Pointing records:
▬▬▬▬▬▬▬▬▬▬

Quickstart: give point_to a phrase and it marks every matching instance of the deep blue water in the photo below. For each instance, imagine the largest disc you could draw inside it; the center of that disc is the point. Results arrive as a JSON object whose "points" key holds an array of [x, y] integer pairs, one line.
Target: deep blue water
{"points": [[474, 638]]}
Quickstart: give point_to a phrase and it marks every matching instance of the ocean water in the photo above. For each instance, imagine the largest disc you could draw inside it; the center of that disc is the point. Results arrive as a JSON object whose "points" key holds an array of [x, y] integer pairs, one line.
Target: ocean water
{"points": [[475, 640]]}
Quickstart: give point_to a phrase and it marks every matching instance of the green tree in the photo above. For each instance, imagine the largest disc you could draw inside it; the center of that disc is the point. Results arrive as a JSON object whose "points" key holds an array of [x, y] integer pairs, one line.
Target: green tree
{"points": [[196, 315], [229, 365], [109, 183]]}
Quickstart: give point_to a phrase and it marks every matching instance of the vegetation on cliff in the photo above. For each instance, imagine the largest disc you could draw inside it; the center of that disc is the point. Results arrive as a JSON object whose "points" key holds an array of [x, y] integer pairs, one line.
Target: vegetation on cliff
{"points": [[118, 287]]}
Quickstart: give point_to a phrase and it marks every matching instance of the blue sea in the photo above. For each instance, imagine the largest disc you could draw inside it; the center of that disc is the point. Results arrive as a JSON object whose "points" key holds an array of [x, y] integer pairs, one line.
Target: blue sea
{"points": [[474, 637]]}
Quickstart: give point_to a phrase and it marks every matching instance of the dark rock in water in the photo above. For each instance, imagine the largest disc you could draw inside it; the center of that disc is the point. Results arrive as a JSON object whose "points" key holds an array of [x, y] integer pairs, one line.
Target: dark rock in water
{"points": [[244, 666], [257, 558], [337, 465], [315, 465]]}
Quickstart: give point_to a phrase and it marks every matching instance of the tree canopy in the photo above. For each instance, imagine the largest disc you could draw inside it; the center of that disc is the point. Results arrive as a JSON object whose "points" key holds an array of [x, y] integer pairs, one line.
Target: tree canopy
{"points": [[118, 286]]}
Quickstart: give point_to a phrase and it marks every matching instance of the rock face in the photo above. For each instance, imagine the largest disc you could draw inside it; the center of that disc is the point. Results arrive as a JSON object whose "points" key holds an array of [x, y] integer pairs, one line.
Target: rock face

▬▬▬▬▬▬▬▬▬▬

Please retype all of the items above, character for character.

Quickstart: give point_to a phrase and it marks every matching instance of the deep blue water in the photo below. For each instance, imagine the largest disc you could draw inside it; the center of that disc is the point. Results arrive as a JSON object whose "points" key holds an array of [x, y] integer pairs, one line.
Target: deep blue water
{"points": [[474, 638]]}
Quickstart: give point_to a phrase and it marks every matching instance of the ocean water in the photo above. For each instance, imagine the largest disc you could draw inside it; the center of that disc is the point. Results arrive as a JSON object whose "points" key holds an array of [x, y] integer pairs, one line.
Target: ocean water
{"points": [[475, 640]]}
Quickstart: give point_to a phrase and it marks every matching instance of the green tree in the photo above. For each instance, imagine the largest disc you could draw inside it; the center of that disc is the point. Results arrive as a JSON object whose "points" key holds an array of [x, y] integer pairs, one line.
Target: green tree
{"points": [[196, 315], [229, 365], [109, 183]]}
Quickstart: give point_to a phrase and it marks every matching instance of the vegetation on cliff in the photo above. For each instance, imagine the largest disc you could draw inside it; the center of that disc is the point. Results arrive as a JSON object whose "points" key holds an array of [x, y] integer pairs, one line.
Target: vegetation on cliff
{"points": [[118, 287]]}
Quickstart: give point_to a phrase and it marks every matching instance of the blue sea in the photo above. For each instance, imagine the largest disc you could draw inside it; the center of that disc is the point. Results arrive as a JSON object whose "points" key holds an array of [x, y] integer pairs, one line.
Target: blue sea
{"points": [[474, 637]]}
Quickstart: give point_to a phrase and it marks every matching instance of the dark rock in water in the photo above. For each instance, imagine the largest disc you could draw inside it; the center of that disc is the point. Results arrive as a JSON object whose "points" key holds an array of [x, y] integer pairs, one line.
Target: dark rock in water
{"points": [[244, 666], [257, 558], [337, 465], [315, 465]]}
Quickstart: give point_to a phrase and it marks every matching instance of the tree canopy in the photo above. For each instance, imagine the largest disc you could draw inside it; the center of that disc is the point. Results arrive as a JSON object whose "points" key holds an array of [x, y] integer pairs, one line.
Target: tree canopy
{"points": [[118, 286]]}
Quickstart: give point_to a phrase and it marks every matching instance of the rock face in the photo above. For each instance, imagine the largest disc you could draw inside it; the center of that disc is the point. Results arrive as a JSON object whose "points" key holds an array of [x, y] integer pairs, one line.
Target: rock face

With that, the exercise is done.